* **Tekstfragment**:
^^^^^^^^^^^^^^^^

MJWW ofte Kobold is een man die al heel wat blackmetalpaden bewandeld heeft in zijn leven. Wederganger, Bezwering, Mondvolland en Gevlerkt zijn maar enkele voorbeelden. Nog niet zo gek lang geleden begon het echter te kriebelen om échte black metal te creëren zoals MJWW die zelf graag hoort. Het (bevreemdende) resultaat is Erscheinung dat in sneltempo vier releases op ons afvuurde. Alsof dat nog niet genoeg is, werd ook Tannenbart in het leven geroepen om ’s mans honger naar pagan black te stillen. We laten MJWW aan het woord om wat meer inzicht te geven in beide muzikale creaties. (JOKKE)

Erscheinung blijkt geen project te zijn waar je al lange tijd mee rondliep, maar eerder een spontane totstandkoming. Wat was de katalysator voor de start van Erscheinung?

^^^^^^^^^^^^^^^^

* **Opdracht**: Citeer uit het tekstfragment over Erscheinung letterlijk het stuk tussen "Erscheinung blijkt geen" en "start van Erscheinung?", beide inbegrepen.

* **Overzicht**:
^^^^^^^^^^^^^^^^

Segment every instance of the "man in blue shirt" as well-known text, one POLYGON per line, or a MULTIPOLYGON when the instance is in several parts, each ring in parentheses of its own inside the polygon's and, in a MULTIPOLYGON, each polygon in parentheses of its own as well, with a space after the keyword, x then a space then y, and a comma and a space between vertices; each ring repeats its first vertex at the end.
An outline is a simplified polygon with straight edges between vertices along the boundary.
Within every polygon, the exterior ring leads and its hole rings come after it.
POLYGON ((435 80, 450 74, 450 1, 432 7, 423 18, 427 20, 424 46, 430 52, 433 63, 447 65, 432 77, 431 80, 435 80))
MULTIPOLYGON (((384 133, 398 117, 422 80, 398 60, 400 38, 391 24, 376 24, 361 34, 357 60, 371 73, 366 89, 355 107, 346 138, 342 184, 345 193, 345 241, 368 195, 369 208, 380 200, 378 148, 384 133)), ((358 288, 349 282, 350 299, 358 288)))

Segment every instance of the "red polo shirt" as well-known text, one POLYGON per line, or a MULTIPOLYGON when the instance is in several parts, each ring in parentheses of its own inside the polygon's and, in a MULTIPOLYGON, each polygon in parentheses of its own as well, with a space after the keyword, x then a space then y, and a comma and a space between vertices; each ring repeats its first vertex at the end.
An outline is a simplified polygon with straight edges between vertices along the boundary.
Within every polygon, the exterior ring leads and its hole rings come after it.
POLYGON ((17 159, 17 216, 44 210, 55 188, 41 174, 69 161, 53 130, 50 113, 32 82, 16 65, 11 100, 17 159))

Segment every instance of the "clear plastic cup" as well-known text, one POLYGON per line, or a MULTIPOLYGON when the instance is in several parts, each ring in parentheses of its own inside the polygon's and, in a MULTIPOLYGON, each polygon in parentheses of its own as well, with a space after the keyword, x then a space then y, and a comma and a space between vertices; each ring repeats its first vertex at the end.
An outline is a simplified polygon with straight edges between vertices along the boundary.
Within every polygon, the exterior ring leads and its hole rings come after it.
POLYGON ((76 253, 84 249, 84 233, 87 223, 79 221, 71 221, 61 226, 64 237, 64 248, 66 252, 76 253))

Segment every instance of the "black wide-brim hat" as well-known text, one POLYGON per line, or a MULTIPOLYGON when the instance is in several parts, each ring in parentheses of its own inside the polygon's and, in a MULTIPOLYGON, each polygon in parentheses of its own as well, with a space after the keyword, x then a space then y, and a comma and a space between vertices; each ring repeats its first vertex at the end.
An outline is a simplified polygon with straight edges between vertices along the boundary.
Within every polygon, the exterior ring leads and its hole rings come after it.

^^^^^^^^^^^^^^^^

* **Volledig antwoord**:
Erscheinung blijkt geen project te zijn waar je al lange tijd mee rondliep, maar eerder een spontane totstandkoming. Wat was de katalysator voor de start van Erscheinung?